**** RECORDS TO PROCESS ****

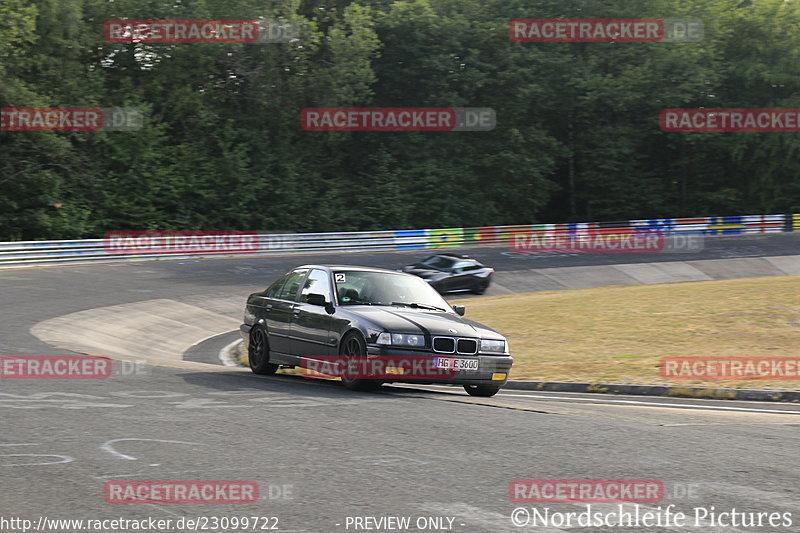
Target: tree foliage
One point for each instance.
(222, 147)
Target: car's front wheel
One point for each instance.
(482, 390)
(354, 346)
(258, 352)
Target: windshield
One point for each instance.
(439, 262)
(385, 288)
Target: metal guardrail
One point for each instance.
(43, 253)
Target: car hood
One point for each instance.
(404, 320)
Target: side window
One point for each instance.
(290, 288)
(317, 283)
(275, 288)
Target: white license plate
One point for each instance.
(455, 363)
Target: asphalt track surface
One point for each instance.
(324, 456)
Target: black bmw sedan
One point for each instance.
(326, 317)
(453, 272)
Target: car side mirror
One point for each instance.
(316, 299)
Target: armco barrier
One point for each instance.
(42, 253)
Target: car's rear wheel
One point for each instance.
(258, 352)
(481, 286)
(482, 390)
(354, 346)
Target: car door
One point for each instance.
(459, 278)
(311, 323)
(279, 315)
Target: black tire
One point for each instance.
(258, 352)
(482, 390)
(481, 286)
(354, 344)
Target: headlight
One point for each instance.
(493, 346)
(400, 339)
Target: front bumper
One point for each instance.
(489, 366)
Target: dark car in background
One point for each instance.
(321, 311)
(452, 272)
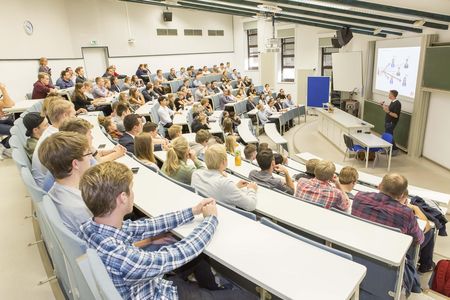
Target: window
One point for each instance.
(327, 67)
(252, 49)
(287, 59)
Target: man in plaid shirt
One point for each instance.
(107, 191)
(389, 207)
(320, 189)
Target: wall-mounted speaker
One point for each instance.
(167, 16)
(344, 35)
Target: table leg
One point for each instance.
(367, 157)
(389, 161)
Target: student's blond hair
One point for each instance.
(324, 170)
(348, 175)
(143, 147)
(174, 131)
(177, 152)
(215, 156)
(102, 184)
(57, 108)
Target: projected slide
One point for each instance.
(397, 70)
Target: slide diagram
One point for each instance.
(397, 70)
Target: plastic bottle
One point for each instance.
(237, 158)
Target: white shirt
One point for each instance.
(165, 114)
(37, 169)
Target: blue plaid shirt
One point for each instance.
(138, 274)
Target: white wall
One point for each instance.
(63, 27)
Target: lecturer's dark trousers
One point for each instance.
(389, 128)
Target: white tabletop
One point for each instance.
(344, 119)
(21, 106)
(443, 199)
(246, 252)
(370, 140)
(371, 240)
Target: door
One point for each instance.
(95, 61)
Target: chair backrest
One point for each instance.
(35, 191)
(72, 248)
(101, 277)
(269, 223)
(387, 137)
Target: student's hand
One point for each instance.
(196, 210)
(210, 210)
(242, 183)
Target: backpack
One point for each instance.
(441, 279)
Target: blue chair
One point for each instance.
(269, 223)
(72, 248)
(102, 280)
(351, 147)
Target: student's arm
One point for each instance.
(6, 101)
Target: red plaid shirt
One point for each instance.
(321, 192)
(381, 208)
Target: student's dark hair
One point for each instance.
(264, 159)
(149, 127)
(394, 93)
(121, 108)
(130, 121)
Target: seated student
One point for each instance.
(310, 168)
(100, 90)
(148, 93)
(42, 87)
(200, 93)
(165, 114)
(289, 102)
(107, 190)
(59, 110)
(80, 100)
(159, 89)
(262, 116)
(133, 126)
(250, 152)
(159, 143)
(320, 189)
(122, 110)
(176, 165)
(348, 178)
(80, 75)
(265, 176)
(201, 141)
(174, 131)
(115, 85)
(215, 183)
(110, 127)
(207, 109)
(389, 207)
(35, 124)
(67, 156)
(143, 149)
(172, 75)
(65, 81)
(136, 99)
(200, 122)
(226, 98)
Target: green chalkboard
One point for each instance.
(436, 71)
(374, 114)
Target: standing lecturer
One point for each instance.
(392, 114)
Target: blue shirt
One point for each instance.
(138, 274)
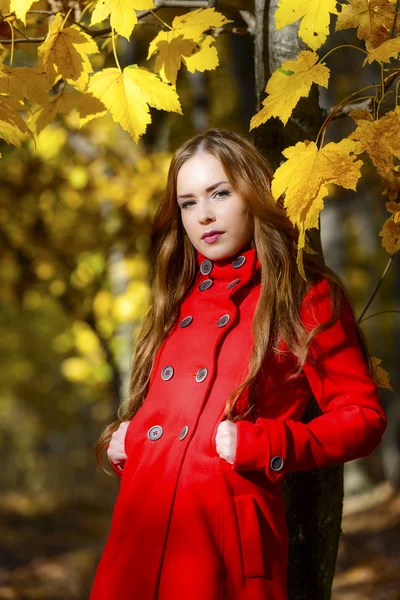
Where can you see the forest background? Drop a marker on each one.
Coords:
(83, 166)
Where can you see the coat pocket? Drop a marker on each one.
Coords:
(250, 536)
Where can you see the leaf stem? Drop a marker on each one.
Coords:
(114, 50)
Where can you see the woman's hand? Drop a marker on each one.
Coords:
(226, 440)
(116, 448)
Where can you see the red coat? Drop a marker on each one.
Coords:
(186, 523)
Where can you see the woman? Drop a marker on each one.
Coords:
(234, 345)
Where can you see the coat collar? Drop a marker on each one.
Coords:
(241, 265)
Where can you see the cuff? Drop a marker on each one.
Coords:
(261, 446)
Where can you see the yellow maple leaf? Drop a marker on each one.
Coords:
(65, 53)
(304, 180)
(380, 138)
(386, 51)
(380, 375)
(24, 82)
(390, 232)
(373, 19)
(122, 14)
(12, 126)
(291, 81)
(128, 94)
(315, 17)
(21, 7)
(186, 41)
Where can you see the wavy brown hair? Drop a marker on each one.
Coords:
(174, 270)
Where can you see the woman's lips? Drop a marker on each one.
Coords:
(210, 239)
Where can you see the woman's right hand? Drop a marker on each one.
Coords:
(116, 448)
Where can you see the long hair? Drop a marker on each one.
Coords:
(174, 268)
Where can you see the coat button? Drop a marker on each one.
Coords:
(277, 463)
(232, 283)
(201, 374)
(238, 262)
(186, 321)
(183, 432)
(205, 284)
(223, 320)
(155, 432)
(167, 373)
(206, 266)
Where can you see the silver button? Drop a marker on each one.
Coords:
(206, 266)
(238, 262)
(277, 463)
(183, 432)
(186, 321)
(232, 283)
(155, 432)
(223, 320)
(201, 374)
(205, 284)
(167, 373)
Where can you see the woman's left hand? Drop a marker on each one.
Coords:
(226, 440)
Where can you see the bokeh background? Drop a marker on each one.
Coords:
(75, 216)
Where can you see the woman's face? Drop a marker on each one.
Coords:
(210, 203)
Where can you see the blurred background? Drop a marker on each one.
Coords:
(75, 216)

****

→ GIVEN REQUEST:
The records above must be printed exactly; the pictures stay out.

→ FINAL ANSWER:
Target: tree foliage
One point for each instance.
(222, 147)
Target: car's front wheel
One point for each instance.
(482, 390)
(354, 346)
(258, 352)
Target: windshield
One point for each instance.
(439, 262)
(385, 288)
Target: metal guardrail
One point for each instance.
(43, 253)
Target: car hood
One point for each instance.
(404, 320)
Target: side window
One point for each instance.
(290, 288)
(317, 283)
(275, 288)
Target: white license plate
One point for each instance.
(455, 363)
Target: asphalt track surface
One point for each instance.
(324, 456)
Target: black bmw sedan
One point for each instance.
(326, 317)
(453, 272)
Target: car side mirror
One point for each instance.
(316, 299)
Target: armco barrier
One point for each instance.
(42, 253)
Target: car's rear wheel
One point for each instance.
(258, 352)
(481, 286)
(482, 390)
(354, 346)
Target: car door
One point for each instance.
(459, 278)
(311, 323)
(279, 315)
Target: black tire
One point for each instance.
(258, 352)
(482, 390)
(481, 286)
(354, 344)
Target: headlight
One point for each instance.
(493, 346)
(400, 339)
Target: front bumper
One point for each instance.
(489, 366)
Target: dark car in background
One point for each instance.
(321, 311)
(452, 272)
Target: window
One point for each instance.
(327, 67)
(252, 49)
(287, 59)
Target: man in plaid shirt
One point for each instance.
(107, 191)
(389, 207)
(320, 189)
Target: wall-mounted speaker
One point for each instance.
(167, 16)
(344, 35)
Target: table leg
One point for each instance.
(367, 157)
(389, 161)
Target: student's blond hair
One point for each instance.
(324, 170)
(348, 175)
(143, 147)
(174, 131)
(177, 152)
(215, 156)
(102, 184)
(57, 108)
Target: projected slide
One point for each instance.
(397, 70)
Target: slide diagram
One point for each instance.
(397, 70)
Target: plastic bottle
One point for each instance.
(237, 158)
Target: white shirt
One point for each instance.
(165, 114)
(37, 169)
Target: blue plaid shirt
One point for each instance.
(138, 274)
Target: white wall
One point for each instance.
(63, 27)
Target: lecturer's dark trousers
One point for each instance.
(389, 128)
Target: white tabletop
One point for each instance.
(344, 119)
(21, 106)
(443, 199)
(246, 252)
(370, 140)
(371, 240)
Target: door
One point for each instance.
(95, 61)
Target: chair backrest
One point for each instance.
(35, 191)
(72, 248)
(101, 277)
(269, 223)
(387, 137)
Target: student's hand
One point for each instance.
(196, 210)
(210, 210)
(242, 183)
Target: backpack
One point for each instance.
(441, 279)
Target: blue chair
One point for each instance.
(269, 223)
(72, 248)
(102, 280)
(351, 147)
Target: student's arm
One point for each instance.
(6, 101)
Target: red plaid shirt
One point for each instance.
(321, 192)
(381, 208)
Target: student's dark hair
One point for each instance.
(264, 159)
(149, 127)
(394, 93)
(121, 108)
(130, 121)
Target: seated student
One point for each instance.
(310, 168)
(100, 90)
(148, 93)
(42, 87)
(200, 93)
(165, 114)
(289, 102)
(107, 190)
(59, 110)
(80, 100)
(159, 89)
(262, 116)
(133, 126)
(250, 152)
(159, 143)
(320, 189)
(122, 110)
(176, 165)
(348, 178)
(80, 75)
(265, 176)
(201, 141)
(174, 131)
(115, 85)
(215, 183)
(110, 127)
(207, 109)
(389, 207)
(35, 124)
(67, 156)
(143, 149)
(172, 75)
(65, 81)
(136, 99)
(200, 122)
(226, 98)
Target: green chalkboard
One point for each instance.
(436, 71)
(374, 114)
Target: standing lecturer
One point for each instance.
(392, 114)
Target: blue shirt
One point for each instance.
(138, 274)
Where can you see the forest background? Drop a marker on each one.
Coords:
(83, 166)
Where can you see the coat pocket? Drop a marker on each one.
Coords:
(250, 536)
Where can you see the leaf stem? Drop a marker on each one.
Coords:
(114, 50)
Where can you see the woman's hand? Drop a marker on each one.
Coords:
(226, 440)
(116, 448)
Where can you see the red coat? Drop a marker on each one.
Coords:
(186, 523)
Where can you see the woman? Drop a marker on each one.
Coords:
(234, 345)
Where can you see the coat collar? Drop a marker on each one.
Coords:
(241, 265)
Where can you see the cuff? Drop a marker on each one.
Coords:
(261, 446)
Where can you see the yellow maple leaf? Drop a marker on each one.
Coords:
(65, 53)
(304, 180)
(380, 138)
(386, 51)
(380, 375)
(24, 82)
(390, 232)
(373, 19)
(122, 14)
(12, 126)
(291, 81)
(128, 94)
(315, 17)
(21, 7)
(186, 41)
Where can you see the wavy brown hair? Drop a marker on each one.
Coords:
(174, 270)
Where can you see the woman's lips? Drop a marker on each one.
Coords:
(210, 239)
Where can you see the woman's right hand? Drop a marker on each one.
Coords:
(116, 448)
Where can you see the long hair? Drop a marker on each one.
Coords:
(174, 268)
Where can you see the coat button? Drop a marker on each one.
Coords:
(277, 463)
(232, 283)
(201, 374)
(238, 262)
(186, 321)
(183, 432)
(205, 284)
(223, 320)
(155, 432)
(167, 373)
(206, 266)
Where can you see the silver button? Drop a marker on each one.
Coords:
(206, 266)
(238, 262)
(277, 463)
(183, 432)
(186, 321)
(232, 283)
(155, 432)
(223, 320)
(201, 374)
(205, 284)
(167, 373)
Where can you see the woman's left hand? Drop a marker on each one.
Coords:
(226, 440)
Where can you see the bokeh background? Drop a marker on each one.
Coords:
(75, 216)
Where can you see the woman's face? Drop a marker on each one.
Coords:
(210, 203)
Where can you see the blurred background? Drop a marker on each one.
Coords:
(75, 216)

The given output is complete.